15.5. – 20.5.2021
Samstag 15.5.
Das Wetter ist durchwachsen, aber wir fahren ohne viel Verkehr die altbekannte Strecke über Chur und durch den Bernardino Richtung Lago Maggiore. Wir treffen zunächst Freunde, die ein sogenanntes Rustico hoch über dem Lago Maggiore besitzen. Der Blick von dort ist einfach traumhaft.
Sonntag 16.5.
Am nächsten Tag fahren wir weiter ins Maggia-Tal zu einem Stellplatz in Bignasco.
Das Maggia-Tal ist bis dorthin relativ weit und flach und teilt sich in dem Ort in das Bavona- und das obere Maggia-Tal. Der Stellplatz besteht aus einer größeren Wiese neben einem Sport- und Helikopter-Landeplatz und nur wenige Minuten von einem ziemlich imposanten Wasserfall entfernt.
In Bignasco gibt es einen alten Dorfkern mit – zum Teil verlassenen und zum Verkauf stehenden – Rustici. Die Häuser sind aus Granitsteinen in Trockenbauweise errichtet und mit Granitschindeln gedeckt. Auch die Mauern und Wege sind aus Granit. Der dunkle Stein bildet einen wunderbaren Kontrast zu dem leuchtenden Grün der Wälder rund herum.
Heute sind die meisten dieser Häuser Feriendomizile, während die Einheimischen gemauerte und verputzte (und wahrscheinlich besser gedämmte) Häuser zu bevorzugen scheinen. Ein älteres Haus aus dem 16. Jahrhundert wurde restauriert und zeigt eine besondere Variante der tessinischen Rustici: Auf einem gemauerten Erdgeschoss sitzt auf vier pilzförmigen kleinen Pfeilern das eigentliche Wohnhaus aus Holz, wahrscheinlich wegen der besseren Belüftung.
Es gibt ein – natürlich ebenfalls steinernes – Trockenhäuschen, in dem früher Kastanien – ein Hauptnahrungsmittel in den südlichen Alpentälern – über einem Dörrfeuer langsam getrocknet wurden. Die getrockneten Kastanien wurden in Hanfsäcke gepackt, die man gegen Steine schlug, um die Schalen zu lösen. Danach konnte man die Kastanien zu Mehl vermahlen. Was für ein Aufwand! Heute bewundert man das pittoreske Häuschen, aber letztlich zeugt es von der bitteren Armut zeugt, die in solchen Tälern geherrscht haben muss. Ich wandere einmal um das Delta Bignasco – Caverno herum und orientiere mich mithilfe der wirklich genialen Schweiz Mobil-app. Abends kochen wir zweigängig (erst Spargelsalat, danach mitgebrachtes Hühnercurry) und schlafen – besser!
────────────────────
**Anweisungen:**
A. Gib den Reisebericht von „15.5. – 20.5.2021“ bis „Sonntag 16.5.“ wieder und tausche dabei „Freunde“ gegen „Bekannte“.
B. Woraus sind die Häuser im alten Dorfkern von Bignasco laut dem Reisebericht gebaut und womit sind sie gedeckt?
Die Zeilen hier haben mit dem Reisebericht nichts zu tun.
────────────────────
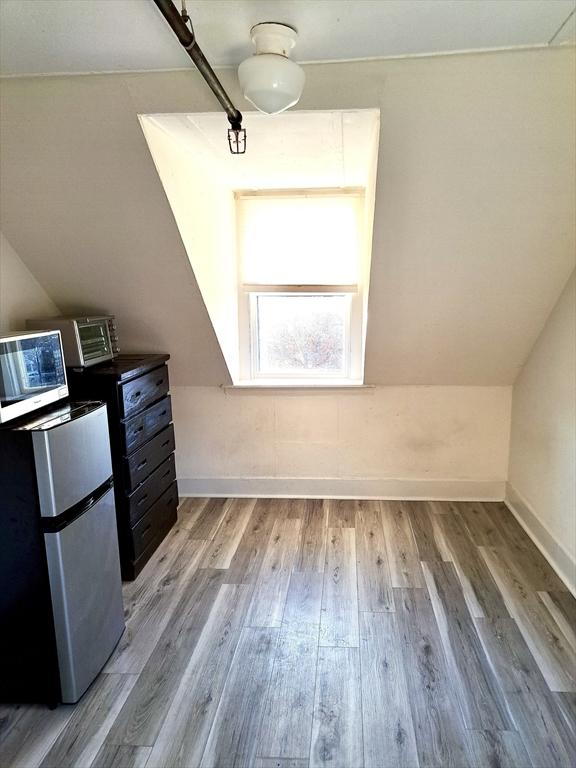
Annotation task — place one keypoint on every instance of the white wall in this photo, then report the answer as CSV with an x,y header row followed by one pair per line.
x,y
542,474
203,208
432,442
21,295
────────────────────
**Antworten je Aufgabe:**
A.
15.5. – 20.5.2021
Samstag 15.5.
Das Wetter ist durchwachsen, aber wir fahren ohne viel Verkehr die altbekannte Strecke über Chur und durch den Bernardino Richtung Lago Maggiore. Wir treffen zunächst Bekannte, die ein sogenanntes Rustico hoch über dem Lago Maggiore besitzen. Der Blick von dort ist einfach traumhaft.
Sonntag 16.5.

B. Sie sind aus Granitsteinen in Trockenbauweise errichtet und mit Granitschindeln gedeckt.